**EXERCISE AIM**
Put the lines below into a Markdown table with two columns, Row for the row number and Line for the text of the line, leaving out any blank lines.

## Start

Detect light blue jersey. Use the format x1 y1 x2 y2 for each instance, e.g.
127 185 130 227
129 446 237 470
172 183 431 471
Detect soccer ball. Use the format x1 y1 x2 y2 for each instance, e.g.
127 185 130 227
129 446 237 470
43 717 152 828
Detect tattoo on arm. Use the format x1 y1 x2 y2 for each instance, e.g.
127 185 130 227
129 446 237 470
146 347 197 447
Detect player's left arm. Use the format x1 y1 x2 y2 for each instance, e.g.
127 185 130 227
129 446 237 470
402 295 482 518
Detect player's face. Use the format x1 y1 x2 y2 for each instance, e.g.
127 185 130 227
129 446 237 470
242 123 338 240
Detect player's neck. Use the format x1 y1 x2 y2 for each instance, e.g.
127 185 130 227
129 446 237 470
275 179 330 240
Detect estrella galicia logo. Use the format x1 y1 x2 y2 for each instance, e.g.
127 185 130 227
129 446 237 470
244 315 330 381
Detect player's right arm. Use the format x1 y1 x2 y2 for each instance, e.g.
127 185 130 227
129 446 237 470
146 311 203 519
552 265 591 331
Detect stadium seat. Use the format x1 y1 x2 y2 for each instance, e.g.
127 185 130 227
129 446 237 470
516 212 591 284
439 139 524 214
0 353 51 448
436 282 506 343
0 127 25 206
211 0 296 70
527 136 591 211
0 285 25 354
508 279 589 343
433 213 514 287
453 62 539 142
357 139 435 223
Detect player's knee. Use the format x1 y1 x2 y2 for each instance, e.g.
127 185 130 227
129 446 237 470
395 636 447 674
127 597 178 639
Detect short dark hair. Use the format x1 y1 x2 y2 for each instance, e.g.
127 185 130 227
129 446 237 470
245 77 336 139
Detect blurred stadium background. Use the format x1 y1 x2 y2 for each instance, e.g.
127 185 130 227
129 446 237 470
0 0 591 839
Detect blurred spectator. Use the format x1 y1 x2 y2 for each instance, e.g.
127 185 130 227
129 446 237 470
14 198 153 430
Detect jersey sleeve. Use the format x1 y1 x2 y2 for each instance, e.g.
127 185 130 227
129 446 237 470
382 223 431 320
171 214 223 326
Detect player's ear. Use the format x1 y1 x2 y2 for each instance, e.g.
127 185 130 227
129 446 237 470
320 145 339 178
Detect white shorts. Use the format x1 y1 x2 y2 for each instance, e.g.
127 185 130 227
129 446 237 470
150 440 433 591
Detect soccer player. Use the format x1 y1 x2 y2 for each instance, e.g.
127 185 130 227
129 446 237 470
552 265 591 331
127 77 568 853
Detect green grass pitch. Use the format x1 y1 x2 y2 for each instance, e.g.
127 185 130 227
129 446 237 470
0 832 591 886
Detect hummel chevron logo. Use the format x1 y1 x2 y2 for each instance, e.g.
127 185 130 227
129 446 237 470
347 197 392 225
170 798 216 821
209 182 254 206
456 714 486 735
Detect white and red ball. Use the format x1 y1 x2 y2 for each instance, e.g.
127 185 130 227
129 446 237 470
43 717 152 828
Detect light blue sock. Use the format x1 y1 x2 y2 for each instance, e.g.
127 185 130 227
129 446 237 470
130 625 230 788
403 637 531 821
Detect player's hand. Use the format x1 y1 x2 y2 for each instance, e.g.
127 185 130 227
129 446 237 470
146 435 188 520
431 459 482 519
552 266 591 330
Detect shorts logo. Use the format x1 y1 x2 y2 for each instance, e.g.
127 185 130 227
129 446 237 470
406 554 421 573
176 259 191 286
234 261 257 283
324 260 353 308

## End

**EXPECTED ANSWER**
| Row | Line |
|---|---|
| 1 | Detect light blue jersey. Use the format x1 y1 x2 y2 for each instance, e.g. |
| 2 | 127 185 130 227 |
| 3 | 129 446 237 470 |
| 4 | 172 183 431 471 |
| 5 | Detect soccer ball. Use the format x1 y1 x2 y2 for each instance, e.g. |
| 6 | 127 185 130 227 |
| 7 | 129 446 237 470 |
| 8 | 43 717 152 828 |
| 9 | Detect tattoo on arm. Use the format x1 y1 x2 y2 for each instance, e.g. |
| 10 | 127 185 130 227 |
| 11 | 129 446 237 470 |
| 12 | 146 347 197 447 |
| 13 | Detect player's left arm. Use the format x1 y1 x2 y2 for each instance, e.g. |
| 14 | 127 185 130 227 |
| 15 | 129 446 237 470 |
| 16 | 402 295 482 518 |
| 17 | Detect player's face. Use the format x1 y1 x2 y2 for each instance, e.g. |
| 18 | 127 185 130 227 |
| 19 | 129 446 237 470 |
| 20 | 242 123 338 240 |
| 21 | Detect player's neck. Use the format x1 y1 x2 y2 for each instance, e.g. |
| 22 | 127 185 130 227 |
| 23 | 129 446 237 470 |
| 24 | 275 179 330 240 |
| 25 | Detect estrella galicia logo. Use the format x1 y1 x2 y2 for each instance, e.g. |
| 26 | 127 185 130 227 |
| 27 | 129 446 237 470 |
| 28 | 244 315 330 381 |
| 29 | Detect player's right arm. Use the format x1 y1 x2 y2 for each instance, e.g. |
| 30 | 127 185 130 227 |
| 31 | 129 446 237 470 |
| 32 | 146 311 203 519 |
| 33 | 552 265 591 331 |
| 34 | Detect stadium seat. Use the format x1 y1 x2 y2 for each instance, e.g. |
| 35 | 127 185 130 227 |
| 36 | 129 446 237 470 |
| 37 | 516 212 591 284 |
| 38 | 439 139 524 214 |
| 39 | 0 353 51 448 |
| 40 | 436 282 506 343 |
| 41 | 0 127 25 206 |
| 42 | 211 0 296 70 |
| 43 | 527 136 591 211 |
| 44 | 0 285 25 354 |
| 45 | 508 279 589 343 |
| 46 | 433 213 514 287 |
| 47 | 453 62 539 142 |
| 48 | 357 139 435 223 |
| 49 | Detect player's knee. Use the format x1 y1 x2 y2 for each instance, e.g. |
| 50 | 127 185 130 227 |
| 51 | 129 446 237 470 |
| 52 | 395 636 447 674 |
| 53 | 127 597 178 639 |
| 54 | Detect short dark hair. Use the format x1 y1 x2 y2 for each instance, e.g. |
| 55 | 127 185 130 227 |
| 56 | 129 446 237 470 |
| 57 | 245 77 336 139 |
| 58 | Detect blurred stadium background. Use the format x1 y1 x2 y2 for each instance, e.g. |
| 59 | 127 185 130 227 |
| 60 | 129 446 237 470 |
| 61 | 0 0 591 839 |
| 62 | Detect blurred spectator. Use the format x1 y1 x2 y2 for each instance, e.g. |
| 63 | 127 185 130 227 |
| 64 | 129 446 237 470 |
| 65 | 14 198 153 430 |
| 66 | Detect jersey sleeve. Use the format x1 y1 x2 y2 for each instance, e.g. |
| 67 | 127 185 130 227 |
| 68 | 129 446 237 470 |
| 69 | 382 223 431 320 |
| 70 | 171 214 223 326 |
| 71 | Detect player's ear. Use the format x1 y1 x2 y2 for each instance, e.g. |
| 72 | 127 185 130 227 |
| 73 | 129 446 237 470 |
| 74 | 320 145 339 178 |
| 75 | Detect white shorts. Use the format x1 y1 x2 y2 for each instance, e.g. |
| 76 | 127 185 130 227 |
| 77 | 129 446 237 470 |
| 78 | 150 440 433 591 |
| 79 | Detect soccer player. Use the format x1 y1 x2 y2 for each instance, e.g. |
| 80 | 127 185 130 227 |
| 81 | 129 446 237 470 |
| 82 | 552 265 591 331 |
| 83 | 127 77 568 853 |
| 84 | Detect green grass pitch. Use the format x1 y1 x2 y2 for each instance, e.g. |
| 85 | 127 185 130 227 |
| 86 | 129 446 237 470 |
| 87 | 0 832 591 886 |
| 88 | Detect hummel chevron logo. Use the format x1 y1 x2 y2 for each instance, e.g. |
| 89 | 127 185 130 227 |
| 90 | 129 446 237 470 |
| 91 | 347 197 392 225 |
| 92 | 170 798 216 821 |
| 93 | 209 182 254 206 |
| 94 | 456 714 486 735 |
| 95 | Detect white and red ball. Use the format x1 y1 x2 y2 for each instance, e.g. |
| 96 | 127 185 130 227 |
| 97 | 129 446 237 470 |
| 98 | 43 717 152 828 |
| 99 | Detect light blue sock. Use the format x1 y1 x2 y2 for each instance, e.g. |
| 100 | 127 185 130 227 |
| 101 | 129 446 237 470 |
| 102 | 130 625 230 788 |
| 103 | 403 637 531 821 |
| 104 | Detect player's hand. Use the format x1 y1 x2 y2 for each instance, e.g. |
| 105 | 127 185 130 227 |
| 106 | 129 446 237 470 |
| 107 | 146 435 188 520 |
| 108 | 431 459 482 519 |
| 109 | 552 266 591 330 |
| 110 | Detect shorts logo. Use the format x1 y1 x2 y2 for each instance, e.g. |
| 111 | 127 185 130 227 |
| 112 | 129 446 237 470 |
| 113 | 406 554 421 573 |
| 114 | 176 259 191 286 |
| 115 | 234 261 257 283 |
| 116 | 324 260 353 308 |